About this task
From the line that contains "the reddish beard." to the final line of the entries below, write out every line exactly as it appears, and nothing else.
Supplied material Start Marker
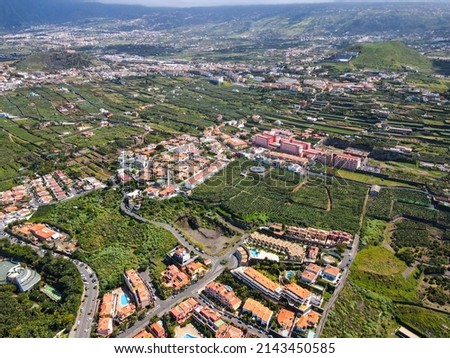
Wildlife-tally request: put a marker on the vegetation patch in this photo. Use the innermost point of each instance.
(109, 241)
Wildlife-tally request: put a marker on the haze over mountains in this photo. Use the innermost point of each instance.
(287, 20)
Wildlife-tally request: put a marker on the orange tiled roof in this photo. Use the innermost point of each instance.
(309, 276)
(285, 318)
(261, 279)
(257, 309)
(313, 268)
(298, 291)
(229, 331)
(144, 334)
(331, 270)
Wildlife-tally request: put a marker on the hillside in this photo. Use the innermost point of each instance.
(53, 61)
(391, 55)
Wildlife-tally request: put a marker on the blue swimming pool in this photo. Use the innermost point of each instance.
(124, 299)
(254, 252)
(289, 274)
(187, 335)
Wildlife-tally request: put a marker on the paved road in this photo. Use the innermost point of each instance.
(87, 310)
(86, 313)
(217, 268)
(164, 306)
(345, 265)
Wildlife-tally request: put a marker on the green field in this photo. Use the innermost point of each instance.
(429, 323)
(378, 270)
(392, 55)
(108, 241)
(360, 313)
(274, 197)
(369, 179)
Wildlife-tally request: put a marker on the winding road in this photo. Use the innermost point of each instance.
(216, 269)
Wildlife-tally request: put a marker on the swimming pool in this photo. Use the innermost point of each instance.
(124, 299)
(289, 274)
(187, 335)
(254, 252)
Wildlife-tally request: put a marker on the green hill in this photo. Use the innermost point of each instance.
(53, 61)
(392, 55)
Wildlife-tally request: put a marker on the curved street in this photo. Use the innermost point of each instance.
(193, 290)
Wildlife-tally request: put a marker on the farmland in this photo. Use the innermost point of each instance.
(257, 200)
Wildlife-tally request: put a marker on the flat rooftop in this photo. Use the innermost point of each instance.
(5, 266)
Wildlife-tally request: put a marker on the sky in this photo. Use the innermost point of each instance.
(187, 3)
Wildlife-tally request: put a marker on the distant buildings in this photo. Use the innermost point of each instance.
(205, 174)
(314, 236)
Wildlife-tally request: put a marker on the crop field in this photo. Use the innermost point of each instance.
(378, 270)
(391, 202)
(276, 197)
(429, 323)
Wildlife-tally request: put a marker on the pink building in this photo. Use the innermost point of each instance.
(293, 146)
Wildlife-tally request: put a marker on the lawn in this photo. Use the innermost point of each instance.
(360, 313)
(369, 179)
(429, 323)
(378, 270)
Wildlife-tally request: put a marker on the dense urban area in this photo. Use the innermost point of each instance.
(260, 171)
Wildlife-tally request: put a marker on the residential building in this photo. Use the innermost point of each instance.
(285, 321)
(157, 330)
(143, 334)
(313, 268)
(308, 277)
(311, 253)
(290, 249)
(331, 273)
(181, 255)
(184, 310)
(195, 270)
(224, 294)
(258, 281)
(229, 331)
(297, 294)
(259, 312)
(205, 174)
(307, 321)
(22, 277)
(208, 318)
(346, 161)
(174, 278)
(140, 291)
(106, 314)
(375, 190)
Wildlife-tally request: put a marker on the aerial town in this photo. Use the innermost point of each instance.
(185, 182)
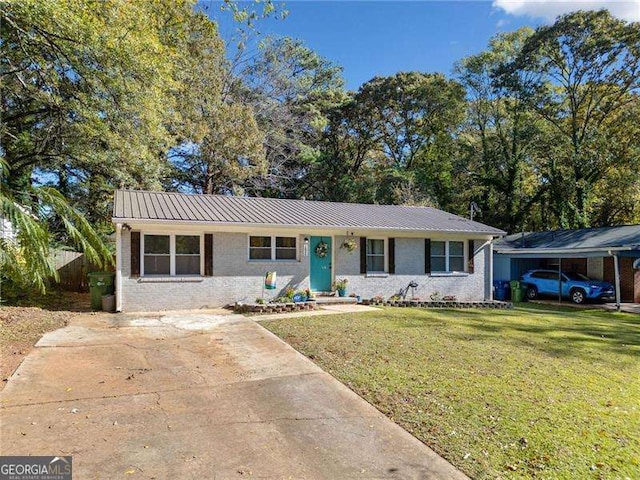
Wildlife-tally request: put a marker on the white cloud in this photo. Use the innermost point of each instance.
(549, 9)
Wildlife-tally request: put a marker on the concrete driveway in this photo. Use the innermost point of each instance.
(197, 396)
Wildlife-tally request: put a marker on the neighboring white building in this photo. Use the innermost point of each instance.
(179, 251)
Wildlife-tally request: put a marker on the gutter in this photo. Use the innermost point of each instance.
(494, 233)
(561, 251)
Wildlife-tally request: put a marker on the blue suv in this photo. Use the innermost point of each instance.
(575, 286)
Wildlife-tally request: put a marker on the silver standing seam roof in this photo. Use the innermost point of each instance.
(132, 205)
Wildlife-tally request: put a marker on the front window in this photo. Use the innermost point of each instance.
(286, 248)
(375, 255)
(171, 255)
(260, 248)
(272, 248)
(187, 255)
(447, 256)
(157, 255)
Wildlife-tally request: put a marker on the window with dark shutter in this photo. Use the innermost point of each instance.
(392, 255)
(208, 255)
(427, 255)
(135, 254)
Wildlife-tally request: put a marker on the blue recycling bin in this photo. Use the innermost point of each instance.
(502, 290)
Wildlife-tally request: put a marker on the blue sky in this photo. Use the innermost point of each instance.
(369, 38)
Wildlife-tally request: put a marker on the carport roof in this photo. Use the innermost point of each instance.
(131, 206)
(621, 239)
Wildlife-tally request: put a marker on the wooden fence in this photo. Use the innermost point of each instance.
(73, 269)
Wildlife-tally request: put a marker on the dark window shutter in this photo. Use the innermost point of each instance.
(392, 255)
(427, 255)
(135, 254)
(208, 255)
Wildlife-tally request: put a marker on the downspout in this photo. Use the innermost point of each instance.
(118, 267)
(490, 269)
(560, 280)
(616, 269)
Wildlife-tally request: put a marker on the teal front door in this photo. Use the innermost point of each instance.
(320, 265)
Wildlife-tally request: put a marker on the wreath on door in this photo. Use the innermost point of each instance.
(322, 249)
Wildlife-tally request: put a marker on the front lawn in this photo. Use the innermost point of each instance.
(501, 394)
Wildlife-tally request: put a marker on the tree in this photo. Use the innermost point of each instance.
(411, 118)
(26, 260)
(290, 88)
(578, 74)
(499, 140)
(86, 93)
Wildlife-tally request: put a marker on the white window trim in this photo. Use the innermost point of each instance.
(273, 249)
(385, 243)
(447, 270)
(172, 254)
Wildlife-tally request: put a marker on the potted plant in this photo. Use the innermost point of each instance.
(341, 287)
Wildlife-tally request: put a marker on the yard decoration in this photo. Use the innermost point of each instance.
(341, 287)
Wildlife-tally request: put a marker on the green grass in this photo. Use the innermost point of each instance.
(530, 392)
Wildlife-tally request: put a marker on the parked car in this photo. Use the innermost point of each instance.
(575, 286)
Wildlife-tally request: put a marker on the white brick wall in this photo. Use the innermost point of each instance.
(236, 279)
(410, 267)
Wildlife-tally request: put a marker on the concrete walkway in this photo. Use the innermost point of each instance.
(197, 396)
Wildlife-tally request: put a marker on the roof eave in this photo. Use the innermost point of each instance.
(492, 233)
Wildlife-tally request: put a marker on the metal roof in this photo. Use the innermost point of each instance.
(131, 205)
(623, 238)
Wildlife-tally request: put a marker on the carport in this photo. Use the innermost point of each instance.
(516, 254)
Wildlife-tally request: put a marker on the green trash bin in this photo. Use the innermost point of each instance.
(517, 291)
(100, 283)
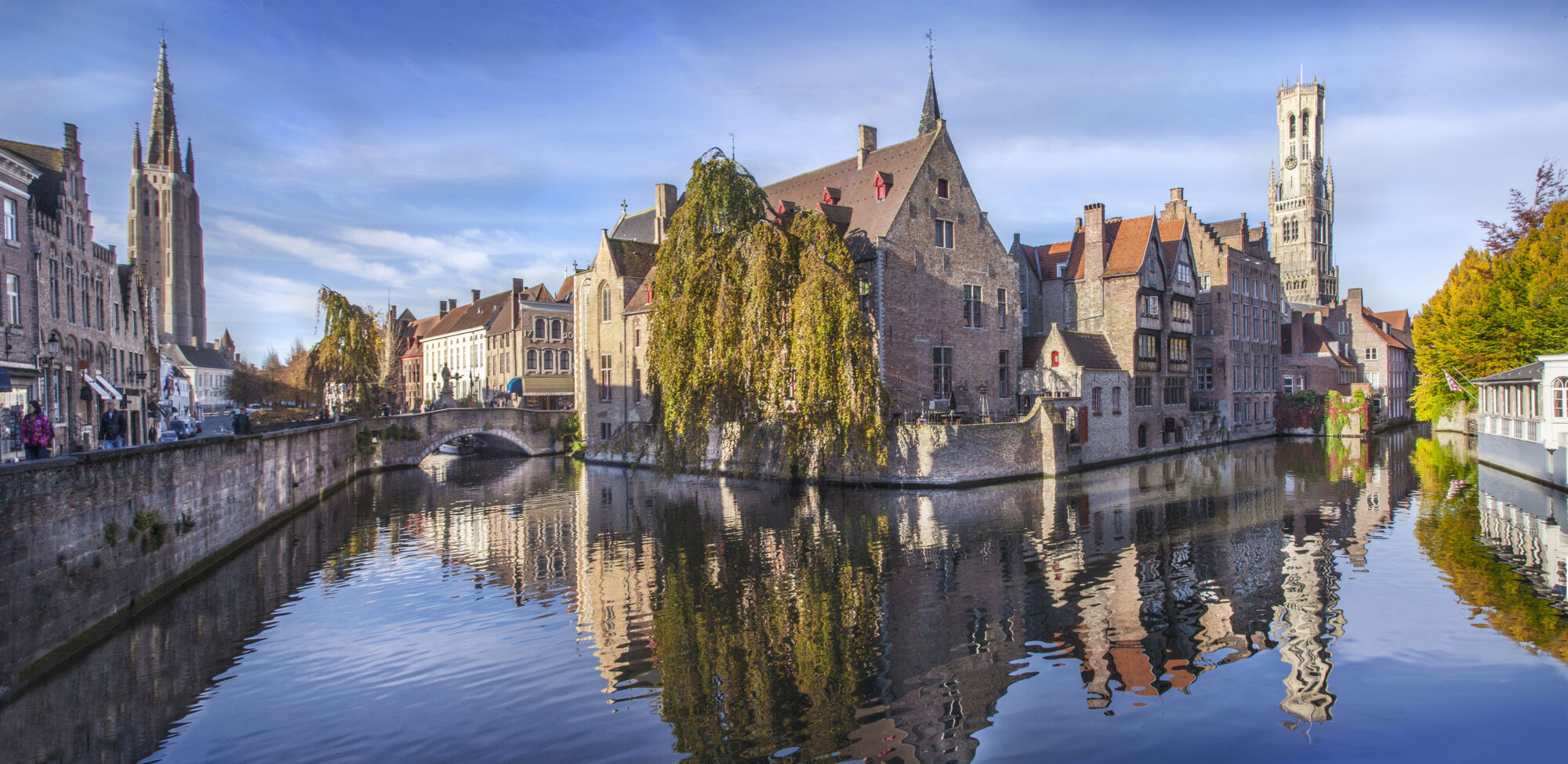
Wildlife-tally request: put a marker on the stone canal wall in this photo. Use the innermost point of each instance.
(90, 539)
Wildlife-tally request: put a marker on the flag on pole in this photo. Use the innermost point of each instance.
(1453, 384)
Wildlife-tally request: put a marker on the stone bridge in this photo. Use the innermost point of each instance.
(90, 539)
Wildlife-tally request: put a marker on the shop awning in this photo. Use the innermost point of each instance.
(109, 386)
(98, 387)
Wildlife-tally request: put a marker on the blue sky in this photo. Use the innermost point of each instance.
(419, 150)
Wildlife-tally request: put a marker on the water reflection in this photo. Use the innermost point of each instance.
(593, 613)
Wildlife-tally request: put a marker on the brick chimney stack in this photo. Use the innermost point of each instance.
(666, 202)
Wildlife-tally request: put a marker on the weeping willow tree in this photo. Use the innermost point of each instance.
(349, 351)
(757, 321)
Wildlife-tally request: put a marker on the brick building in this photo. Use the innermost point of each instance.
(937, 284)
(1236, 331)
(532, 342)
(1379, 345)
(1133, 284)
(18, 301)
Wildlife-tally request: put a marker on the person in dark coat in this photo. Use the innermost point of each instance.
(112, 426)
(38, 433)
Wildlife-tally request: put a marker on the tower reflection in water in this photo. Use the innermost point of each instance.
(879, 625)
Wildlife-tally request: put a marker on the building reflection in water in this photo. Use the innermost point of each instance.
(865, 624)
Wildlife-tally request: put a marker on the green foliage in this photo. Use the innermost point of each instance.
(570, 433)
(148, 528)
(758, 323)
(1497, 310)
(1302, 409)
(349, 351)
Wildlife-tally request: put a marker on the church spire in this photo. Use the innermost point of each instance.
(162, 143)
(932, 113)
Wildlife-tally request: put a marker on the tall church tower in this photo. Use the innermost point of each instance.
(164, 229)
(1302, 197)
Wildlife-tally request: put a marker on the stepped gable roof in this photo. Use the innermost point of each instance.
(641, 296)
(633, 259)
(1044, 259)
(1171, 235)
(1526, 373)
(198, 357)
(1091, 349)
(484, 312)
(448, 321)
(1396, 320)
(506, 318)
(1384, 334)
(1131, 243)
(1227, 229)
(857, 202)
(42, 157)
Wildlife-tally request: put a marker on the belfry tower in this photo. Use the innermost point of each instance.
(164, 229)
(1302, 197)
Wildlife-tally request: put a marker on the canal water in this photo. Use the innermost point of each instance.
(1276, 602)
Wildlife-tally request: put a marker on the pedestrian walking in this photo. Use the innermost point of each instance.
(112, 426)
(38, 433)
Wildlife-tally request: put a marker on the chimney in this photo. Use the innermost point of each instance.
(1094, 241)
(664, 208)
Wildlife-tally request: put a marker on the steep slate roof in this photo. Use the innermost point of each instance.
(1526, 373)
(639, 301)
(637, 226)
(633, 259)
(1091, 349)
(1171, 235)
(42, 157)
(1133, 241)
(482, 312)
(448, 321)
(858, 205)
(198, 357)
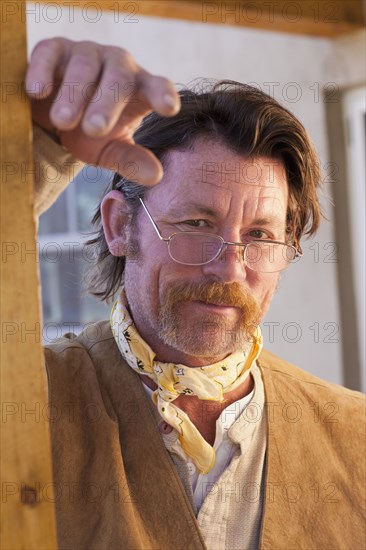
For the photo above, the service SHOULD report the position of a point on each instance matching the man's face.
(197, 315)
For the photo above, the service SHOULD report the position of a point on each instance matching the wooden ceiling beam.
(310, 17)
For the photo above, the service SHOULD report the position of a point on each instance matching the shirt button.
(191, 468)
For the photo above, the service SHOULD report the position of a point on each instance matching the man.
(173, 427)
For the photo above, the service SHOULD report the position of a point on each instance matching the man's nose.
(229, 267)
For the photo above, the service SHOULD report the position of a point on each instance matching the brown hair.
(248, 122)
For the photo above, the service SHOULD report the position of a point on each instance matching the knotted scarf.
(210, 382)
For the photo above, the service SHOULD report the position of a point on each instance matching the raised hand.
(93, 98)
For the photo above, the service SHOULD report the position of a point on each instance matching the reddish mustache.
(212, 293)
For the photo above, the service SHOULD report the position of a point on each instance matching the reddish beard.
(186, 337)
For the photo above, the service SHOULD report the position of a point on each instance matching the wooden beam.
Supplied material End Marker
Output below
For the photo above, the service SHOULD report the position of a point on each instance matching the reddish beard.
(186, 337)
For the photo above, the service SHOULD report the position of a point on each instance matching the wooden beam.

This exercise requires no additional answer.